DATA EXCERPTS
'''
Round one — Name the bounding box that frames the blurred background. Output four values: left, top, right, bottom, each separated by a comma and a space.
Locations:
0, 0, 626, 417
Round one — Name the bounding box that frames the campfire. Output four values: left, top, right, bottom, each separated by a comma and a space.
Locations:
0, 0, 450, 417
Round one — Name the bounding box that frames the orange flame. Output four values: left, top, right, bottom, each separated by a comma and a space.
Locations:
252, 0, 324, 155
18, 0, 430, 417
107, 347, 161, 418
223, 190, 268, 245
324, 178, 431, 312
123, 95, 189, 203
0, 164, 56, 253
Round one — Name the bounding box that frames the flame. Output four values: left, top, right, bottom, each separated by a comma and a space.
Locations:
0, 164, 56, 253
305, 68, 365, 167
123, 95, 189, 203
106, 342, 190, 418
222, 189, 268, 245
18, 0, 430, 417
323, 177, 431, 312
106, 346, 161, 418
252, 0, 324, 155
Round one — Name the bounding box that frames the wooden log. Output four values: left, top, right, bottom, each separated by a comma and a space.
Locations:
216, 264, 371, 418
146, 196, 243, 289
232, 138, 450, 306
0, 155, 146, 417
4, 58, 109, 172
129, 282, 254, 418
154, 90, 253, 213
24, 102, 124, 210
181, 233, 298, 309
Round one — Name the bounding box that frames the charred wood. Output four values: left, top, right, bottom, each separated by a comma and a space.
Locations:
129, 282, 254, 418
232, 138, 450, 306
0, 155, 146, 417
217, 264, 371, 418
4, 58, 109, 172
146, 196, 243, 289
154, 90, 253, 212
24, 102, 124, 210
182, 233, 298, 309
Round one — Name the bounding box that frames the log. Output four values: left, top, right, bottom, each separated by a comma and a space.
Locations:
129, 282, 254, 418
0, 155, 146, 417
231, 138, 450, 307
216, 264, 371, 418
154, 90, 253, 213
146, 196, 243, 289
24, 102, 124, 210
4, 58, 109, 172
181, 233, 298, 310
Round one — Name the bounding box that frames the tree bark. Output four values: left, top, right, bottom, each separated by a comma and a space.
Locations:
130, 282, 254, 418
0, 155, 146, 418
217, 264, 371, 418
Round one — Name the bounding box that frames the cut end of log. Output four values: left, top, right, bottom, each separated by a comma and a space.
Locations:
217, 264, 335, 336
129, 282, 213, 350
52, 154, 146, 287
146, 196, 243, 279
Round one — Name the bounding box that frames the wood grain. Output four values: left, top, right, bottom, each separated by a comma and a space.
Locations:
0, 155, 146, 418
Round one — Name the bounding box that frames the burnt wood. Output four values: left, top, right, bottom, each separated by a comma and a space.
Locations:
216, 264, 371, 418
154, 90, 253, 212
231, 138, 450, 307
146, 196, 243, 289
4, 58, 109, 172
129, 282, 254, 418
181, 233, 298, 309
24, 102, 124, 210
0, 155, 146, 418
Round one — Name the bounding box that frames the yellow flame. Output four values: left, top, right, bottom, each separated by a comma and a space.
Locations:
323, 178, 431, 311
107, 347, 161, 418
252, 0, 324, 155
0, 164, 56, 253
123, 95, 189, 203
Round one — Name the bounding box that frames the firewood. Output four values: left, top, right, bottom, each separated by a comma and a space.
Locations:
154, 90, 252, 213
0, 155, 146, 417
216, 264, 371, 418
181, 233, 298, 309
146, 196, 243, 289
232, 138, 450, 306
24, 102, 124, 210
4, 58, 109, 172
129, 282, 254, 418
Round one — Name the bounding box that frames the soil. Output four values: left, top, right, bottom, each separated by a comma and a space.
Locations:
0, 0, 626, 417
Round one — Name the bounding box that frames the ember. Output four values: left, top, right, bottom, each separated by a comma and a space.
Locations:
'''
Find every line in the entries above where the word "flame" appears, and return those lines unchanged.

Round one — Name the bounding box that frames the orange flame. Output four values: left, top, right, bottom, each separated by a comma and a space.
Round one — Name the bounding box that frames the flame. Output four values: left, top, right, bottom, each separated by a comma and a space.
Round one — Name the bounding box that frames the yellow flame. Output four values: left, top, right, bottom, each separated by a comma and a space.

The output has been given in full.